▶ Required work
Please return the lines of the data that contain "eggshell".

Dataset items:
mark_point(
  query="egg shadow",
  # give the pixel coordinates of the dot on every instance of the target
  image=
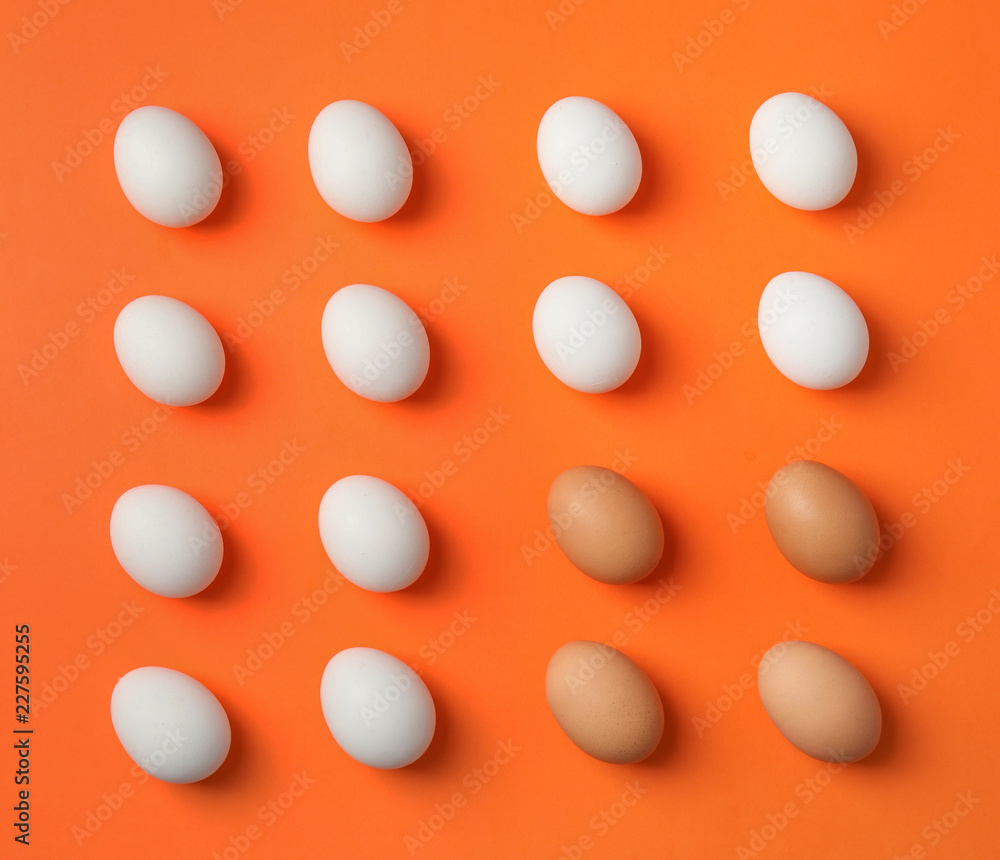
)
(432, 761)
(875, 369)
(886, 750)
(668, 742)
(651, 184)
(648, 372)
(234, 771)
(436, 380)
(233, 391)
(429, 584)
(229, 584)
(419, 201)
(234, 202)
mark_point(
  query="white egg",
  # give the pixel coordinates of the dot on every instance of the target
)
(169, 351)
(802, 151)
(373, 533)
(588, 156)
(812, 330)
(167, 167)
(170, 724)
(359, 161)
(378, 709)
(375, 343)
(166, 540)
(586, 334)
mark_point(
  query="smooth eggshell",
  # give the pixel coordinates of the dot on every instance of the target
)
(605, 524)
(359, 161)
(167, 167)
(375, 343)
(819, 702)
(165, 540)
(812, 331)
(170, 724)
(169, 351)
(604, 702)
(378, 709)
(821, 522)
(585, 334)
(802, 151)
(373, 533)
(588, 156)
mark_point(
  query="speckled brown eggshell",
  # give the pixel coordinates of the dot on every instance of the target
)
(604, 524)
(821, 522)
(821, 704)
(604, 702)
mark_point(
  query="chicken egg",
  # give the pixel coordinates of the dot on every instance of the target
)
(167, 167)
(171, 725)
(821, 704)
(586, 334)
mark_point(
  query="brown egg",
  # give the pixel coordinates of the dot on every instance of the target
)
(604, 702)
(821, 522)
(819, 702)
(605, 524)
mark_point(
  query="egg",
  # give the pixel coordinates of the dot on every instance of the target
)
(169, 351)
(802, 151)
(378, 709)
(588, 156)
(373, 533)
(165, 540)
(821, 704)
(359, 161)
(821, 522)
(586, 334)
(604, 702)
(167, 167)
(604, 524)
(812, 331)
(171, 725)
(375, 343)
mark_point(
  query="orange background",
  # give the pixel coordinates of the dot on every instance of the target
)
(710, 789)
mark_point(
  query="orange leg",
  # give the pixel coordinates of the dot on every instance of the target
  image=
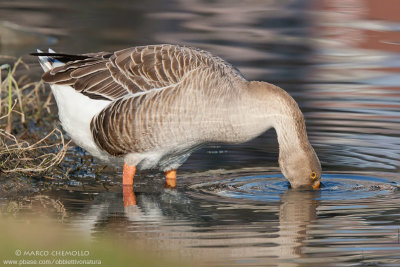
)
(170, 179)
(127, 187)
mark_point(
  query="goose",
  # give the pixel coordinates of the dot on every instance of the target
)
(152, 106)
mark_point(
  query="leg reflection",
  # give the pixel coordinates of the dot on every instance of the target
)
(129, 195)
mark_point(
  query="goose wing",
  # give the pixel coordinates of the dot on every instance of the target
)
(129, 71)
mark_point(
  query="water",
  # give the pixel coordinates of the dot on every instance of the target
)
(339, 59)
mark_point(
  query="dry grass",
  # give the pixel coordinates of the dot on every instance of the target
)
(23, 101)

---

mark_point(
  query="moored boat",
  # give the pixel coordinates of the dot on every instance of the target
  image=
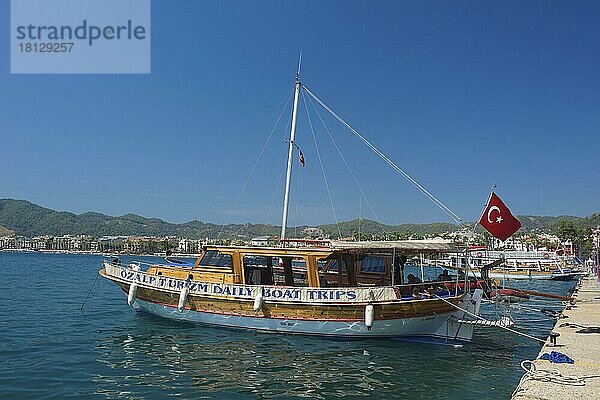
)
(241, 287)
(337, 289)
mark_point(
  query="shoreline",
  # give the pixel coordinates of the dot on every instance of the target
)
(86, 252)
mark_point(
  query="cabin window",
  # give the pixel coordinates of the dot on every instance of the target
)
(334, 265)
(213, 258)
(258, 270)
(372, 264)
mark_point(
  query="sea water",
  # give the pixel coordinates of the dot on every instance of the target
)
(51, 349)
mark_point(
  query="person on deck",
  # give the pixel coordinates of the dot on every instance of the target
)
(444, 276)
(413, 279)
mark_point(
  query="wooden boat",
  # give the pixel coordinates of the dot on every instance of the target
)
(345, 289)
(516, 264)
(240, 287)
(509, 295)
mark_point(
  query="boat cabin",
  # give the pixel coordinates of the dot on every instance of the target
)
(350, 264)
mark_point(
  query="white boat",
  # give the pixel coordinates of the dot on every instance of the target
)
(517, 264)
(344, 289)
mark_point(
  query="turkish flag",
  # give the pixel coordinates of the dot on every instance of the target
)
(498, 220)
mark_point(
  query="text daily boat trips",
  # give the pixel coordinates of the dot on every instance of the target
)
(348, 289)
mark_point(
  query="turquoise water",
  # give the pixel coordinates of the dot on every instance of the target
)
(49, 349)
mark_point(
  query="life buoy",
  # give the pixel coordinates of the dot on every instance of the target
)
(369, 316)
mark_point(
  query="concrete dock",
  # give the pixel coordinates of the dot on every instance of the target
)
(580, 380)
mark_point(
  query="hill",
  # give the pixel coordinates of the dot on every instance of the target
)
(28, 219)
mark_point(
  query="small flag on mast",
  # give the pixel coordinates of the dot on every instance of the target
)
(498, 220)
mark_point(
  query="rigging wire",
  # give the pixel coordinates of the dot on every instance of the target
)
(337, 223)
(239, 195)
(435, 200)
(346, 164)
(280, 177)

--

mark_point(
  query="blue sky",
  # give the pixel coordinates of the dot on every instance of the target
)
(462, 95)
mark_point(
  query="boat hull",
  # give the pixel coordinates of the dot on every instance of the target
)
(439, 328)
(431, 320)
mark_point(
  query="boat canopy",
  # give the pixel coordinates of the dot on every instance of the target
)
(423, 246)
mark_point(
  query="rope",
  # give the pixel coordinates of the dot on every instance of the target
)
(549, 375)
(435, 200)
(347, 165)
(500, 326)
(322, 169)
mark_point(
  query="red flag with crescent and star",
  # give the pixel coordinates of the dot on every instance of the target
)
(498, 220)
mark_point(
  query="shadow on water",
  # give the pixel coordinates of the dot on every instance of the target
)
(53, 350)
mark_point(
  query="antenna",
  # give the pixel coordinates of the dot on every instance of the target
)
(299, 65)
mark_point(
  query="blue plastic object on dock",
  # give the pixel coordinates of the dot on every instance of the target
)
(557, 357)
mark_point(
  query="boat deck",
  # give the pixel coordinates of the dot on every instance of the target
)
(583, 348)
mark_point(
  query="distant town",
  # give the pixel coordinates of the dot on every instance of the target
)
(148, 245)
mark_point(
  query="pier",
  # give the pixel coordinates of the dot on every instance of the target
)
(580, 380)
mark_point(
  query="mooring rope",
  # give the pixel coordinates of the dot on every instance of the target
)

▶ Output of the exercise
  query="smooth eggshell",
  query="speckled brown eggshell",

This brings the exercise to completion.